◆ **Extract to read**:
::::
QUESTION 13: Count all users who deposited since bamboo began but haven't traded

In [25]:
qst13 = "SELECT COUNT (DISTINCT user_id) \
         FROM deposites \
         WHERE user_id NOT IN (SELECT user_id FROM trades)"
qst13_answer = cursor.execute(qst13).fetchall()

print(qst13_answer)

[(614,)]


QUESTION 14: Count all users with deposits under $1k

In [26]:
qst14 = "SELECT COUNT (DISTINCT user_id) \
        FROM deposites \
        WHERE amount_paid  < 1000"
qst14_answer = cursor.execute(qst14).fetchall()

print(qst14_answer)

[(94,)]


QUESTION 15: Count all users who had 2 or more deposits before 2021 but have not deposited in 2021

In [27]:
qst15 = "WITH new AS ( \
             SELECT user_id, COUNT ( user_id) AS users_count \
              FROM deposites \
              WHERE updated_at LIKE '2020%' \
              AND user_id NOT IN (SELECT user_id FROM deposites WHERE updated_at LIKE '2021%' ) \
              GROUP BY user_id \
              HAVING users_count >= 2) \
        SELECT count(user_id) \
        FROM new"
        
qst15_answer = cursor.execute(qst15).fetchall()

print(qst15_answer)

[(18,)]


In [28]:
con.close()
::::
◆ **Aim 1**:
Identify every line in the entries below that contains the string "item", and copy each such line.
::::
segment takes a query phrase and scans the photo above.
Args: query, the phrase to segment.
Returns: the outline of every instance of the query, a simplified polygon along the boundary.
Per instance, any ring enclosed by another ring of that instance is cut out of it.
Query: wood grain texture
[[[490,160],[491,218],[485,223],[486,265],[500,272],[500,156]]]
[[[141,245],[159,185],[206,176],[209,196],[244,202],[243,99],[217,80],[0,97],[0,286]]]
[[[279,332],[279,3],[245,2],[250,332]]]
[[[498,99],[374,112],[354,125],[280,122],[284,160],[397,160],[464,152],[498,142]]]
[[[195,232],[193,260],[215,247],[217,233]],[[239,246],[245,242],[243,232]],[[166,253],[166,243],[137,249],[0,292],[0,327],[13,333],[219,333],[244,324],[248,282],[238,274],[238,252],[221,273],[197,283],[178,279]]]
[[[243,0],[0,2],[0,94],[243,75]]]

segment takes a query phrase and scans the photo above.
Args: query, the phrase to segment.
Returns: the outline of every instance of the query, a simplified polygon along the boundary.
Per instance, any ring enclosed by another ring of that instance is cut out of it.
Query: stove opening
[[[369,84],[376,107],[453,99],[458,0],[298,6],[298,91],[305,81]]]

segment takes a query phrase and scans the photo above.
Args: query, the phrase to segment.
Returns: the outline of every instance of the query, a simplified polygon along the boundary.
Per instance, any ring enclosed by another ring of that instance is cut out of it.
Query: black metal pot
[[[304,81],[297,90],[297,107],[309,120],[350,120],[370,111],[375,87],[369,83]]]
::::
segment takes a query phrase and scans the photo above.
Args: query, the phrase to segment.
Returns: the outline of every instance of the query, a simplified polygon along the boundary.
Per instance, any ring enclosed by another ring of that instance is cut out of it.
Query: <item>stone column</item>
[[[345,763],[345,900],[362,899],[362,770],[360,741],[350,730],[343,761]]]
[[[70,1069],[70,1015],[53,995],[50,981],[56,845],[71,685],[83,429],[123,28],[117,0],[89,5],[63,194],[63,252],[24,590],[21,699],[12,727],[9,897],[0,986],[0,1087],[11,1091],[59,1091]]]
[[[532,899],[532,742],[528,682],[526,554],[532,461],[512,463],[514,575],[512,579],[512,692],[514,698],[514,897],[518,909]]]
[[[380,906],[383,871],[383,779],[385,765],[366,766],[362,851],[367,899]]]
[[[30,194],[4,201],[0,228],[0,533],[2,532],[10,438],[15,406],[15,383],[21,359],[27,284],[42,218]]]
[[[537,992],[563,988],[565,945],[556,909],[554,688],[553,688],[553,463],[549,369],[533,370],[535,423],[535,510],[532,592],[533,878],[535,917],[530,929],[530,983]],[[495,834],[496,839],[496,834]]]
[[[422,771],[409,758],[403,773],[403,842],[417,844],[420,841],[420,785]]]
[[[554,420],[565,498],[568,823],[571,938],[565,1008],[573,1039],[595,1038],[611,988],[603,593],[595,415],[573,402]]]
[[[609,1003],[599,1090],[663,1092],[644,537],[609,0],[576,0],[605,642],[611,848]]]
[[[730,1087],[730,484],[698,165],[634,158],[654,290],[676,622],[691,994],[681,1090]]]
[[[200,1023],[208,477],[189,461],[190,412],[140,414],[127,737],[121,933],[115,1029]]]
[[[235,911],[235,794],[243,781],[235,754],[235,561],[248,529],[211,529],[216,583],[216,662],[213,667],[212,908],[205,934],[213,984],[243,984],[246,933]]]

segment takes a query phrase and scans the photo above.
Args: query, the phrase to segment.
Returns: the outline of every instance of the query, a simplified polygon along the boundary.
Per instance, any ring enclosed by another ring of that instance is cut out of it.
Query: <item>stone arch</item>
::::
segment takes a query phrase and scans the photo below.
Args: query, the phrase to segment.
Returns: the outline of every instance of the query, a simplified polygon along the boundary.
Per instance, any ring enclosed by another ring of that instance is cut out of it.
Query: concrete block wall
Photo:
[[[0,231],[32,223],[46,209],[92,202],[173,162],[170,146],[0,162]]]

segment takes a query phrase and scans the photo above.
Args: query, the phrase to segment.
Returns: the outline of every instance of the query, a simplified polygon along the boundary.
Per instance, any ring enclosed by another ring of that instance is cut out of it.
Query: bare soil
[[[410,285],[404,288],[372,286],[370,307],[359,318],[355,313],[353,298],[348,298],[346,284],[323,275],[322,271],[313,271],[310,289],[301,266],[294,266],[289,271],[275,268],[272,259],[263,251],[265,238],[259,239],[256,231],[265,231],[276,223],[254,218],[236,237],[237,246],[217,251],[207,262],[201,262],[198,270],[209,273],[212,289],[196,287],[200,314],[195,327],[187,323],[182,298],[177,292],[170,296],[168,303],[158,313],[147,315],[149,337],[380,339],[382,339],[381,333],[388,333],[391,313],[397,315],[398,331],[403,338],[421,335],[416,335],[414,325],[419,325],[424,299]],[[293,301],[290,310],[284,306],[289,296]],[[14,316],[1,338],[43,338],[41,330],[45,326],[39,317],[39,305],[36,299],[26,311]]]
::::
◆ **Aim 2**:
Restate word for word the part of the SQL query excerpt between "QUESTION 14: Count" and "qst14_answer = cursor.execute(qst14).fetchall()", inclusive.

◆ **Task answer 1**:
Query: <item>stone column</item>
Query: <item>stone arch</item>

◆ **Task answer 2**:
QUESTION 14: Count all users with deposits under $1k

In [26]:
qst14 = "SELECT COUNT (DISTINCT user_id) \
        FROM deposites \
        WHERE amount_paid  < 1000"
qst14_answer = cursor.execute(qst14).fetchall()